▶ **Data supplied**

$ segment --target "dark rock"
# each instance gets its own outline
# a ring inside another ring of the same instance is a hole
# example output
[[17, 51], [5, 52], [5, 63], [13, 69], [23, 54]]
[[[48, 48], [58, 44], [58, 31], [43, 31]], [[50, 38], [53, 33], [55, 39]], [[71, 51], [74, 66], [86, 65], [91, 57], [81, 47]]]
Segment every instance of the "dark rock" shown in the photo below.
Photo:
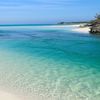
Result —
[[100, 15], [98, 15], [95, 20], [90, 22], [90, 33], [100, 34]]

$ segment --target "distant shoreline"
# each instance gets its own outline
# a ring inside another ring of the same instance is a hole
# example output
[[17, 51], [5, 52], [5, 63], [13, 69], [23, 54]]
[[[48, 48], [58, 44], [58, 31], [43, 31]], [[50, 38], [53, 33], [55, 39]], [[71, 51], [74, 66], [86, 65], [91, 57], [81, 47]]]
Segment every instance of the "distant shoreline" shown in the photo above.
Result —
[[73, 32], [81, 32], [81, 33], [89, 33], [90, 28], [88, 26], [85, 27], [80, 27], [84, 26], [84, 24], [75, 24], [75, 25], [68, 25], [71, 28], [71, 31]]
[[69, 28], [69, 30], [78, 33], [88, 33], [90, 32], [89, 26], [85, 26], [87, 23], [79, 23], [79, 24], [57, 24], [60, 27]]
[[[43, 26], [43, 27], [53, 27], [53, 28], [70, 28], [73, 32], [89, 33], [89, 27], [85, 26], [86, 23], [70, 23], [70, 24], [11, 24], [11, 25], [0, 25], [0, 27], [23, 27], [23, 26]], [[80, 27], [83, 26], [83, 27]]]

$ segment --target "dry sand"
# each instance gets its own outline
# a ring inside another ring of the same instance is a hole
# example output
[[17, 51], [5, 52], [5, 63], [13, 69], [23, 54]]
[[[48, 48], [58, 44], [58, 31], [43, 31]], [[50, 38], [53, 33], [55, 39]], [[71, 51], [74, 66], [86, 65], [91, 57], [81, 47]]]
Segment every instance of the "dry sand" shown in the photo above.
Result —
[[20, 100], [20, 99], [13, 94], [0, 91], [0, 100]]

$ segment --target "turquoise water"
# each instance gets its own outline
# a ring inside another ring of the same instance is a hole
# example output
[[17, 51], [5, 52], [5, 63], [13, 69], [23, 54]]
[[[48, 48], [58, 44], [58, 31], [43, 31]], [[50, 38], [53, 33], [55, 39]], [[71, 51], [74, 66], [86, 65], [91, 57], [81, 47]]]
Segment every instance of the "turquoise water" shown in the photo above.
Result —
[[21, 100], [100, 100], [100, 37], [67, 27], [0, 27], [0, 90]]

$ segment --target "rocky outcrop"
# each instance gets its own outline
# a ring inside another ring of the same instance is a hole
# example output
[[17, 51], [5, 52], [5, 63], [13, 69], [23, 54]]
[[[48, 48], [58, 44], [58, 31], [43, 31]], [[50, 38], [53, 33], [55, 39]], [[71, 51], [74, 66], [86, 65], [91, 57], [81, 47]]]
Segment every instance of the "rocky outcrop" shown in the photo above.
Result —
[[95, 20], [90, 22], [90, 33], [100, 34], [100, 15], [98, 15]]

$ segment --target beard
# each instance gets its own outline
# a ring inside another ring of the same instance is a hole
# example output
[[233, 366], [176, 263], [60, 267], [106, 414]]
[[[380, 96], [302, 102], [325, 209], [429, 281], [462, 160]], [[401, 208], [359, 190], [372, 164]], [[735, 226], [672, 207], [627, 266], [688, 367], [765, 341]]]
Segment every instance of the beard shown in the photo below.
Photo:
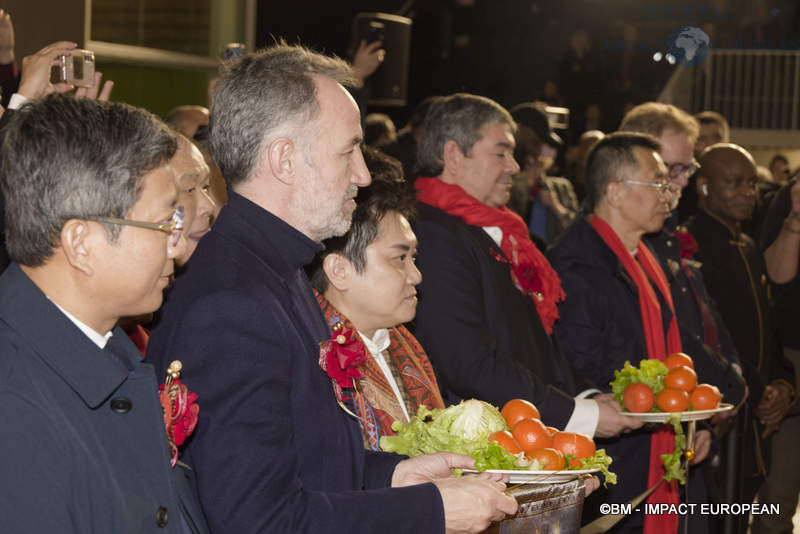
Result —
[[330, 199], [319, 192], [304, 191], [299, 198], [301, 205], [295, 212], [300, 214], [306, 235], [319, 243], [346, 234], [353, 221], [353, 209], [348, 203], [357, 193], [358, 186], [350, 184], [344, 198], [333, 206]]

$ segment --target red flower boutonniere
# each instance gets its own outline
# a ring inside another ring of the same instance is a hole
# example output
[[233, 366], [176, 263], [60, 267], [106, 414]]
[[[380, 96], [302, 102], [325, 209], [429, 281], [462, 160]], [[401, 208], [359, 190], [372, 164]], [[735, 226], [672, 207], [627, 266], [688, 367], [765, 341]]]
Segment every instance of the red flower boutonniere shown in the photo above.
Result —
[[331, 339], [319, 344], [319, 366], [333, 380], [333, 391], [339, 402], [349, 398], [342, 390], [355, 387], [364, 378], [360, 367], [367, 358], [367, 349], [355, 330], [345, 330], [341, 321], [331, 328]]
[[697, 241], [685, 226], [678, 226], [672, 234], [678, 240], [678, 250], [681, 258], [691, 260], [697, 253]]
[[200, 406], [195, 403], [197, 395], [181, 384], [181, 367], [180, 361], [172, 362], [167, 369], [167, 379], [158, 388], [172, 467], [178, 462], [178, 447], [194, 431], [200, 412]]

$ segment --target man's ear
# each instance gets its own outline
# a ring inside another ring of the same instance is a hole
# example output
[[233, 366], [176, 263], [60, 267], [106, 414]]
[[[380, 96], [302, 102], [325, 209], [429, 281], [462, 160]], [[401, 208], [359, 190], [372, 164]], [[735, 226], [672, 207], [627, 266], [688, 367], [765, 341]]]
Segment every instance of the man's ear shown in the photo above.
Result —
[[697, 176], [697, 196], [698, 197], [708, 196], [708, 178], [706, 178], [702, 174]]
[[458, 174], [457, 169], [461, 167], [461, 162], [464, 161], [465, 157], [458, 143], [452, 139], [447, 141], [442, 149], [442, 166], [444, 167], [444, 173], [449, 171], [450, 173]]
[[106, 239], [105, 231], [99, 225], [93, 228], [88, 221], [70, 219], [61, 227], [61, 251], [67, 263], [86, 276], [94, 274], [92, 252], [96, 249], [97, 239]]
[[620, 200], [622, 199], [622, 195], [624, 193], [622, 189], [623, 187], [625, 187], [625, 184], [617, 180], [608, 182], [608, 185], [606, 186], [606, 194], [603, 195], [601, 200], [605, 199], [605, 202], [613, 208], [619, 207]]
[[347, 291], [350, 287], [350, 277], [354, 272], [353, 264], [341, 254], [334, 252], [325, 256], [322, 260], [322, 270], [328, 277], [328, 282], [337, 291]]
[[295, 158], [301, 155], [294, 141], [288, 137], [278, 137], [267, 147], [266, 164], [272, 175], [285, 184], [294, 182]]

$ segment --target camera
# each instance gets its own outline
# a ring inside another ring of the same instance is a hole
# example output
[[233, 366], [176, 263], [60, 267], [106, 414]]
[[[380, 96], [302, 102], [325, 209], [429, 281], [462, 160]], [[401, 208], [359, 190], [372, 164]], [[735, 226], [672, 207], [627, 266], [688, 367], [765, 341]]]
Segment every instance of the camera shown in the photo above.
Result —
[[225, 45], [225, 48], [222, 49], [219, 59], [223, 63], [236, 61], [237, 59], [241, 59], [246, 51], [247, 46], [244, 43], [228, 43]]
[[50, 68], [50, 81], [68, 83], [78, 87], [91, 87], [94, 84], [94, 52], [73, 50], [56, 58], [57, 65]]

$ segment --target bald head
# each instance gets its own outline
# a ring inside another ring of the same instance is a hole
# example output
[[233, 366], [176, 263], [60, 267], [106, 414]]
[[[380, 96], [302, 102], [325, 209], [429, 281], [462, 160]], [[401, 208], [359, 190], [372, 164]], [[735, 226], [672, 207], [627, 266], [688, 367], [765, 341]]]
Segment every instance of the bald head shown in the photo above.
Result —
[[701, 207], [729, 228], [753, 214], [758, 181], [753, 156], [731, 143], [711, 145], [700, 154], [697, 178]]

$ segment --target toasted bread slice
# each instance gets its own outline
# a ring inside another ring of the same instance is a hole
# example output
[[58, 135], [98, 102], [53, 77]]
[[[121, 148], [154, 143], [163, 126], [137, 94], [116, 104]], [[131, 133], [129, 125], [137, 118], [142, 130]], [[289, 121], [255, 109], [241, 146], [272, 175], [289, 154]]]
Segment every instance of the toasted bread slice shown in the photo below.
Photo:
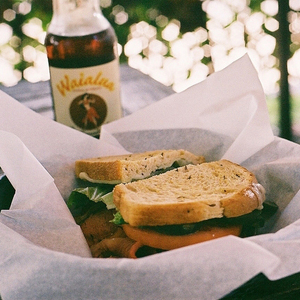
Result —
[[119, 156], [77, 160], [78, 178], [97, 183], [117, 184], [144, 179], [159, 169], [167, 169], [177, 162], [179, 166], [205, 161], [186, 150], [156, 150]]
[[262, 208], [264, 189], [227, 160], [189, 165], [114, 188], [114, 203], [131, 226], [196, 223]]

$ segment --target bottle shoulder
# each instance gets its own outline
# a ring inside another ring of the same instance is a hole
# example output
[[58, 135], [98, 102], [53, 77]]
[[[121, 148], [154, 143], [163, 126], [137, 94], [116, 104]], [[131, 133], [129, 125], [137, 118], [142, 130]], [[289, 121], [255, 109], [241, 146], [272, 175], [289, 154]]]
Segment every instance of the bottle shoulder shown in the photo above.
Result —
[[49, 65], [62, 68], [94, 66], [118, 58], [117, 39], [112, 28], [76, 37], [48, 33], [45, 46]]
[[109, 21], [101, 14], [81, 15], [75, 18], [70, 14], [54, 14], [47, 33], [58, 36], [84, 36], [111, 28]]

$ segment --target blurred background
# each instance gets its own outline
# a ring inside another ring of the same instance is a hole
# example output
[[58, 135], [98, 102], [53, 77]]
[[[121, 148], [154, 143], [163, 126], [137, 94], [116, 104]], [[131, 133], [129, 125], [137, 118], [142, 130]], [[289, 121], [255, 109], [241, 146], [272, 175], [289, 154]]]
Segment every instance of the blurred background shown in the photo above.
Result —
[[[300, 135], [300, 0], [101, 0], [120, 62], [175, 92], [246, 52], [278, 135]], [[0, 85], [49, 80], [51, 0], [1, 0]], [[281, 79], [281, 80], [280, 80]], [[287, 129], [285, 129], [287, 128]]]

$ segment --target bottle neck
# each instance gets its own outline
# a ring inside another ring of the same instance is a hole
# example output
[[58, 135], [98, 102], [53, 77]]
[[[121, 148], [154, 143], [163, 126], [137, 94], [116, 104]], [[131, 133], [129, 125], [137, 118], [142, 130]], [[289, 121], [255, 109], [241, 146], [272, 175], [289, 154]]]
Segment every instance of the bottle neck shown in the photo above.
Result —
[[60, 36], [82, 36], [110, 27], [99, 0], [53, 0], [48, 32]]

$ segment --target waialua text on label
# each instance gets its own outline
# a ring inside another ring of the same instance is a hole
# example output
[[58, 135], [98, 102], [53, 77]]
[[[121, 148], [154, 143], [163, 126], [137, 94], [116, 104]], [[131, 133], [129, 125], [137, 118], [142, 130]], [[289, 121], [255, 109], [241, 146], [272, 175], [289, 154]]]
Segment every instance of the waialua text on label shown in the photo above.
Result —
[[70, 78], [69, 75], [64, 75], [64, 78], [56, 84], [58, 91], [62, 96], [66, 95], [66, 92], [71, 92], [75, 89], [86, 87], [86, 86], [101, 86], [109, 91], [114, 91], [115, 84], [113, 81], [110, 81], [108, 78], [102, 76], [102, 72], [93, 76], [84, 76], [84, 73], [80, 73], [79, 78]]

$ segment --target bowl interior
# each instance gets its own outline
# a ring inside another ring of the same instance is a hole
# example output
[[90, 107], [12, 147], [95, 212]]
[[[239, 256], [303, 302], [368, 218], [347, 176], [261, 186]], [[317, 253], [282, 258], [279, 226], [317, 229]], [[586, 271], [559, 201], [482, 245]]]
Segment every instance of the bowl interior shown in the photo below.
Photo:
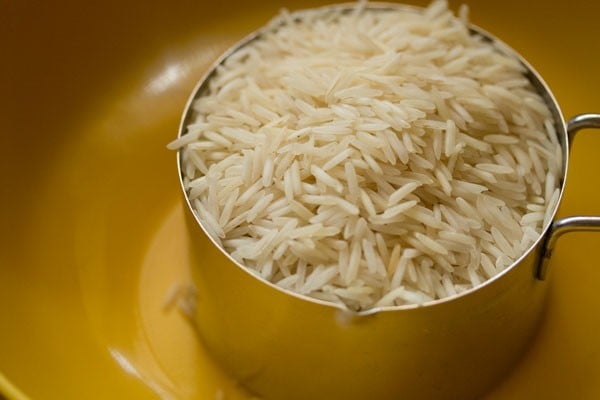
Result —
[[[168, 287], [186, 282], [190, 267], [174, 155], [165, 146], [220, 52], [280, 7], [323, 4], [4, 5], [0, 392], [249, 399], [183, 316], [162, 309]], [[600, 109], [600, 4], [482, 0], [472, 9], [477, 25], [544, 76], [567, 116]], [[578, 136], [559, 215], [600, 212], [598, 148], [598, 135]], [[561, 239], [542, 331], [489, 399], [600, 397], [600, 320], [590, 312], [600, 308], [597, 248], [594, 234]]]

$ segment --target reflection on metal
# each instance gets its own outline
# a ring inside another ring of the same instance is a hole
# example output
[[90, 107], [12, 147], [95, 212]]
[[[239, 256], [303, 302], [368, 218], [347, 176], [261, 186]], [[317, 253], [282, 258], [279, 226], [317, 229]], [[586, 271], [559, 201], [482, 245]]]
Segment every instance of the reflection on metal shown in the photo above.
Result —
[[567, 134], [569, 135], [569, 148], [573, 144], [575, 135], [582, 129], [600, 129], [600, 114], [579, 114], [567, 122]]
[[[580, 114], [567, 122], [567, 134], [569, 137], [569, 148], [573, 145], [575, 135], [582, 129], [600, 128], [600, 114]], [[592, 232], [600, 231], [600, 217], [598, 216], [573, 216], [555, 221], [548, 231], [545, 241], [541, 247], [541, 257], [536, 276], [539, 280], [546, 279], [548, 266], [552, 252], [558, 238], [568, 232]]]
[[569, 232], [599, 232], [600, 217], [595, 216], [575, 216], [561, 218], [552, 224], [550, 231], [543, 247], [543, 255], [540, 260], [540, 265], [537, 271], [537, 278], [540, 280], [546, 279], [548, 275], [548, 265], [552, 252], [556, 246], [558, 238]]

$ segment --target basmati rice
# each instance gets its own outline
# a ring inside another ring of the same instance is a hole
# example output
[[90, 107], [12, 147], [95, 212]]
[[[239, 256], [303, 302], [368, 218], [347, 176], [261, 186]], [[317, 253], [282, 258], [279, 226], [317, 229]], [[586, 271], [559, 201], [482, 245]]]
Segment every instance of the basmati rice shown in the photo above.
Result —
[[353, 310], [454, 296], [520, 257], [557, 206], [561, 148], [525, 67], [466, 15], [283, 13], [225, 60], [170, 145], [207, 232]]

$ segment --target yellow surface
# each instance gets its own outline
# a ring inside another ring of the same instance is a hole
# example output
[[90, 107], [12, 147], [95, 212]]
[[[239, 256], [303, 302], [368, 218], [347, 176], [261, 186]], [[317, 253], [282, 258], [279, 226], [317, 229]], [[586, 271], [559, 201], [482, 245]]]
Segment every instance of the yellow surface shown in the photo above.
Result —
[[[216, 54], [281, 6], [321, 3], [98, 3], [0, 5], [0, 392], [246, 400], [185, 318], [162, 309], [189, 274], [165, 144]], [[600, 111], [599, 4], [471, 8], [538, 69], [566, 116]], [[598, 151], [600, 133], [577, 138], [561, 215], [600, 214]], [[541, 332], [489, 399], [600, 398], [599, 244], [561, 239]]]

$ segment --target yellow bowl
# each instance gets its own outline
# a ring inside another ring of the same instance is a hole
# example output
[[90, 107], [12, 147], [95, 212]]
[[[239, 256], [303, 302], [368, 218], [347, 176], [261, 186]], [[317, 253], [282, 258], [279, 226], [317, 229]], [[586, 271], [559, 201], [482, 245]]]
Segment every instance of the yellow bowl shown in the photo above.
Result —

▶ **Your goal**
Given the records above, return exactly the lines starting at the line containing "--target red flower boutonniere" and ending at the line containing "Segment every instance of the red", including both.

▶ **Response area**
$ segment --target red flower boutonniere
# each instance gets its own outline
# a ring inside another ring of the same instance is a hole
# example output
[[233, 366], [176, 263], [60, 267], [106, 414]]
[[[380, 96], [302, 102], [325, 209], [429, 281], [462, 160]], [[401, 208], [359, 190], [372, 164]], [[735, 226], [672, 207], [627, 266], [688, 367], [765, 341]]]
Segment every instance of the red flower boutonniere shown in the photo above.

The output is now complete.